The entries below must be reproduced exactly; their pictures are not part of the copy.

★ ★ ★ ★ ★ ★ ★

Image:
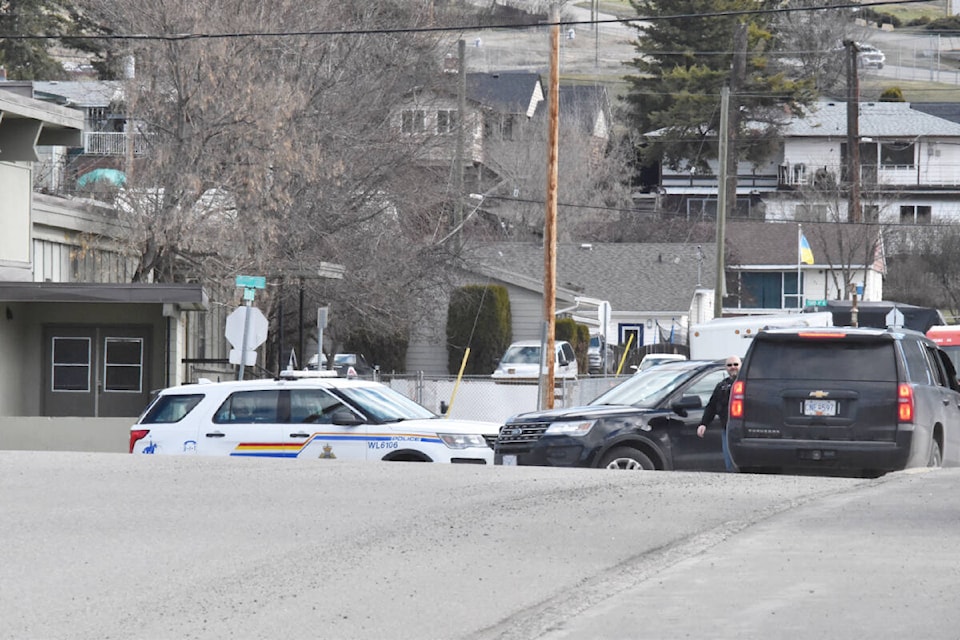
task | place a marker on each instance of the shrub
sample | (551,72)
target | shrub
(478,317)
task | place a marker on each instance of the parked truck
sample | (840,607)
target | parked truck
(724,337)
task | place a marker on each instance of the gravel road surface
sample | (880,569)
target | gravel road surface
(119,546)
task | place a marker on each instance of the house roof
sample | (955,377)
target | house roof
(776,245)
(505,91)
(635,277)
(946,110)
(581,103)
(25,123)
(881,119)
(188,296)
(90,93)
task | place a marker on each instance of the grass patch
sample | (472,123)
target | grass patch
(913,91)
(616,8)
(909,12)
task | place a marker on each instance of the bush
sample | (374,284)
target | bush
(892,94)
(871,15)
(388,351)
(478,317)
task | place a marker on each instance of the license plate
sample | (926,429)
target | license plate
(819,407)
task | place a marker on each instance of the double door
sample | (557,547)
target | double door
(98,371)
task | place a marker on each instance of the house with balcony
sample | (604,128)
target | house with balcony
(498,107)
(78,339)
(110,143)
(907,174)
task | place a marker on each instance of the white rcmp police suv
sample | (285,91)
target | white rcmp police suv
(328,418)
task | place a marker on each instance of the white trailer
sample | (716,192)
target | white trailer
(723,337)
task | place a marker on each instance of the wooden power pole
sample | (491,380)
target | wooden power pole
(550,220)
(854,211)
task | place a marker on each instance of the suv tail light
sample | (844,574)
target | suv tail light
(904,402)
(137,434)
(736,399)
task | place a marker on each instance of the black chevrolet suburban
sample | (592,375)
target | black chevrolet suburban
(841,400)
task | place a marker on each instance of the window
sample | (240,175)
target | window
(413,121)
(123,364)
(312,406)
(776,290)
(910,214)
(71,364)
(705,385)
(812,212)
(247,407)
(172,408)
(706,208)
(499,126)
(823,360)
(447,121)
(896,154)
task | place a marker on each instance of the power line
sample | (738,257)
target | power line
(410,30)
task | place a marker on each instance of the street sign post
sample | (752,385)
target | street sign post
(322,313)
(246,325)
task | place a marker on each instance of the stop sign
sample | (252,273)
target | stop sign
(256,330)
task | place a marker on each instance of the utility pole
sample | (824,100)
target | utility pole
(461,109)
(854,211)
(550,219)
(727,155)
(722,200)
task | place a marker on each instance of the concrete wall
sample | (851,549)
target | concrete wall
(107,435)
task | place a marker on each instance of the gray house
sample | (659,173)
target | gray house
(654,289)
(76,339)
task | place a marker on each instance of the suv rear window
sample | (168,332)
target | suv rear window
(823,360)
(171,408)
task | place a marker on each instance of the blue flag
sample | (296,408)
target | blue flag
(806,253)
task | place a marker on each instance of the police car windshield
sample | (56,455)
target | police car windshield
(647,388)
(384,404)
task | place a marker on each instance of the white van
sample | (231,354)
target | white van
(521,362)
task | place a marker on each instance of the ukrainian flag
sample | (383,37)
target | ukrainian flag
(806,253)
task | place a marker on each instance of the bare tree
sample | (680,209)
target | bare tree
(847,248)
(268,154)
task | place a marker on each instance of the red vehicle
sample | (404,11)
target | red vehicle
(948,337)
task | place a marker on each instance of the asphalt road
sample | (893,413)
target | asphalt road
(119,546)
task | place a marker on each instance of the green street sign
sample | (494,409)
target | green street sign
(252,282)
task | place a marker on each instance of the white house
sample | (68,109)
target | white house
(909,170)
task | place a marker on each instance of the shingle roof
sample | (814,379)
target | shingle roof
(946,110)
(506,91)
(89,93)
(581,103)
(881,119)
(637,277)
(776,244)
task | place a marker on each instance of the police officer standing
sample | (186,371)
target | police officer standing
(718,407)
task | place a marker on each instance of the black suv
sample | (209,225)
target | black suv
(844,400)
(647,422)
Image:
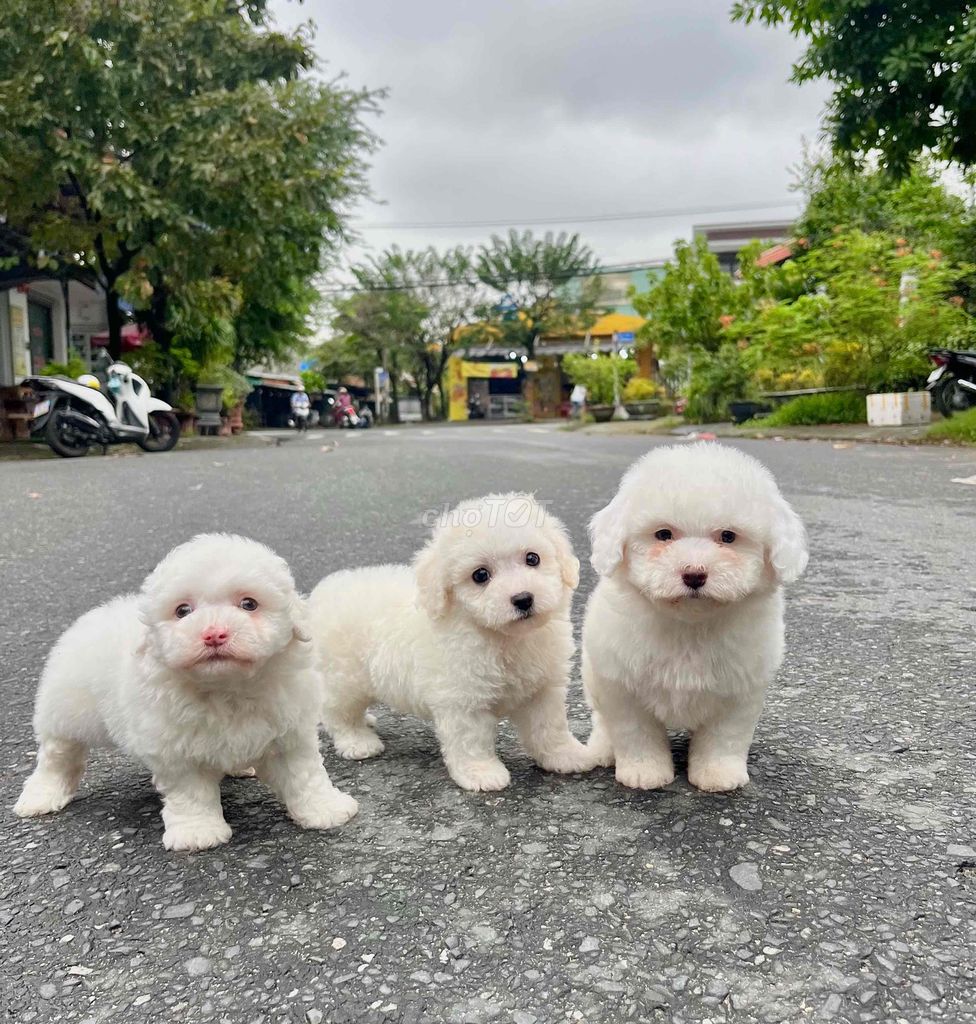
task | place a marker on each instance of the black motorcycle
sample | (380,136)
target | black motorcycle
(952,383)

★ ★ ★ ★ ★ ★ ★

▸ Result of the exercise
Image:
task | place a marker on each instance of the shrub
sample | (551,72)
target | shrub
(478,317)
task | place a marker on each instance of the parked truck
sample | (840,607)
target | parked truck
(724,337)
task | place a marker on each instance of the gravel road surface
sample | (880,569)
target | gravel road surface
(119,546)
task | place a marker on each instance of the house roof
sample | (955,377)
target | house roof
(776,245)
(505,91)
(635,277)
(946,110)
(581,103)
(25,123)
(881,119)
(188,296)
(90,93)
task | place a marker on each instance of the grass patch
sample | (472,123)
target | grass patch
(913,91)
(616,8)
(909,12)
task | place a marker on each instance of the bush
sample | (374,284)
target | bush
(892,94)
(871,15)
(388,351)
(478,317)
task | place a marker on each instance of the license plate
sample | (926,429)
target | license plate
(819,407)
task | place a marker on each instance of the double door
sample | (557,547)
target | double door
(98,371)
task | place a marker on each instance of the house with balcony
sample | (604,128)
target | house with balcony
(498,107)
(78,339)
(110,143)
(907,174)
task | place a marker on each instance of the white rcmp police suv
sample | (285,91)
target | white rcmp police suv
(328,418)
task | place a marker on each instance of the white trailer
sample | (716,192)
target | white trailer
(723,337)
task | place a marker on each instance of the wooden power pole
sample | (491,380)
target | wooden power pole
(550,220)
(854,211)
task | place a marker on each instance of the suv tail light
sample | (844,574)
target | suv tail light
(904,402)
(137,434)
(736,399)
task | place a marker on each instance of the black chevrolet suburban
sample | (592,375)
target | black chevrolet suburban
(841,400)
task | place a marker on each instance of the window
sample | (240,175)
target | window
(413,121)
(123,364)
(312,406)
(776,290)
(910,214)
(71,364)
(705,385)
(812,212)
(247,407)
(172,408)
(706,208)
(499,126)
(823,360)
(447,121)
(896,154)
task | place a marker on each instance of the power line
sample | (738,257)
target | power line
(410,30)
task | place a marker on each instance of the street sign post
sample | (752,385)
target | street sign post
(322,313)
(246,325)
task | place a marker on each instance of the stop sign
sample | (252,273)
target | stop sign
(256,330)
task | place a marker on each instance of the utility pole
sample | (824,100)
target | utility pole
(461,109)
(854,211)
(550,219)
(727,155)
(722,200)
task | place a marker on each instance of the concrete wall
sample | (851,549)
target | concrete wall
(107,435)
task | place a marker on each instance of the gray house
sample | (659,173)
target | gray house
(654,289)
(76,339)
task | place a marker on each instance of the suv rear window
sample | (168,332)
target | suv rear window
(823,360)
(171,408)
task | place a marker on each instance of the blue flag
sample | (296,408)
target | blue flag
(806,253)
task | place a marker on each instance of the police car windshield
sample | (56,455)
target | police car windshield
(647,388)
(384,404)
task | place a marker on each instance of the white van
sample | (231,354)
target | white van
(521,362)
task | place a marker on each instance of the ukrainian flag
sample | (383,37)
target | ukrainian flag
(806,253)
task | place a marker on each instance of the bare tree
sample | (680,209)
target | bare tree
(847,248)
(268,154)
task | place a marker on each instance of the red vehicle
sample | (404,11)
target | red vehicle
(948,337)
task | place a marker on each instance of the asphalt road
sample | (893,413)
target | asphalt road
(119,546)
task | place a marker on each instance of the green street sign
sample | (494,409)
target | green street sign
(252,282)
task | place a marker on each instance of the white house
sample | (68,109)
target | white house
(909,170)
task | place a marker on each instance of the shingle roof
sample | (814,379)
target | shingle roof
(946,110)
(506,91)
(89,93)
(581,103)
(881,119)
(637,277)
(776,244)
task | place a marker on each instance of the police officer standing
sample | (186,371)
target | police officer standing
(718,407)
task | place a marker on each instance of the black suv
sample | (209,225)
target | black suv
(844,400)
(647,422)
Image:
task | place a marker on each instance of the black motorcycle
sample | (380,136)
target | black motorcycle
(952,383)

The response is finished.